Texte fourni.
Un agent non titulaire à temps non complet de la direction des affaires scolaires de la ville de Paris doit-il être « cdéisé » après 6 ans de service ?

OUI : dans un arrêt en date du 26 avril 2018, le Conseil d’Etat considère que si l’article 55 du décret du 24 mai 1994 portant dispositions statutaires relatives aux personnels des administrations parisiennes énonce que les fonctions des personnels des administrations parisiennes qui, correspondant à un besoin permanent, impliquent un service à temps non complet, sont assurées par des agents non titulaires, cette disposition réglementaire est sans incidence sur l’application à tous les contrats correspondant à un besoin permanent, qu’ils soient ou non conclus pour un service à temps complet, des dispositions de l’article 21 de la loi du 12 mars 2012.

Il résulte des dispositions de l’article 3 de la loi du 26 janvier 1984, dans leur rédaction issue de la loi du 26 juillet 2005 portant diverses mesures de transposition du droit communautaire à la fonction publique, que les collectivités territoriales ne peuvent recruter par contrat à durée déterminée des agents non titulaires que, d’une part, au titre des premier et deuxième alinéas de cet article, en vue d’assurer des remplacements momentanés ou d’effectuer des tâches à caractère temporaire ou saisonnier définies à ces alinéas et, d’autre part, s’agissant des dérogations, énoncées aux quatrième, cinquième et sixième alinéas du même article, au principe selon lequel les emplois permanents sont occupés par des fonctionnaires, lorsqu’il n’existe pas de cadre d’emplois de fonctionnaires susceptibles d’assurer certaines fonctions, lorsque, pour des emplois de catégorie A, la nature des fonctions ou les besoins des services le justifient et, dans les communes de moins de 1 000 habitants, lorsque la durée de travail de certains emplois n’excède pas la moitié de celle des agents publics à temps complet. »

Ces dispositions sont applicables aux personnels des administrations parisiennes en vertu des articles 4 et 6 du décret du 24 mai 1994 portant dispositions statutaires relatives aux personnels des administrations parisiennes.

Aux termes des septième et huitième alinéas du même article 3 de la loi du 26 janvier 1984, dans sa rédaction issue de la loi du 26 juillet 2005 : « Les agents recrutés conformément aux quatrième, cinquième, et sixième alinéas sont engagés par des contrats à durée déterminée, d’une durée maximale de trois ans. Ces contrats sont renouvelables, par reconduction expresse. La durée des contrats successifs ne peut excéder six ans. / Si, à l’issue de la période maximale de six ans mentionnée à l’alinéa précédent, ces contrats sont reconduits, ils ne peuvent l’être que par décision expresse et pour une durée indéterminée ».

À faire.
Recopiez à l'identique, dans le texte sur les agents non titulaires de la ville de Paris, tout le passage qui va de « Ces dispositions sont » jusqu'à « des administrations parisiennes. ». Les items présentés ensuite proviennent d'une autre source.

[Enregistrements issus d'un jeu d'étiquetage de points]
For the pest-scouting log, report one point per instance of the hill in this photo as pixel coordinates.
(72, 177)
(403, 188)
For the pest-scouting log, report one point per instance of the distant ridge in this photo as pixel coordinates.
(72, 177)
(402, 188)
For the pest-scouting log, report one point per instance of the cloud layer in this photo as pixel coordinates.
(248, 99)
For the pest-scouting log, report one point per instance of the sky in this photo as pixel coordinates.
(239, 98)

Tâche accomplie.
Ces dispositions sont applicables aux personnels des administrations parisiennes en vertu des articles 4 et 6 du décret du 24 mai 1994 portant dispositions statutaires relatives aux personnels des administrations parisiennes.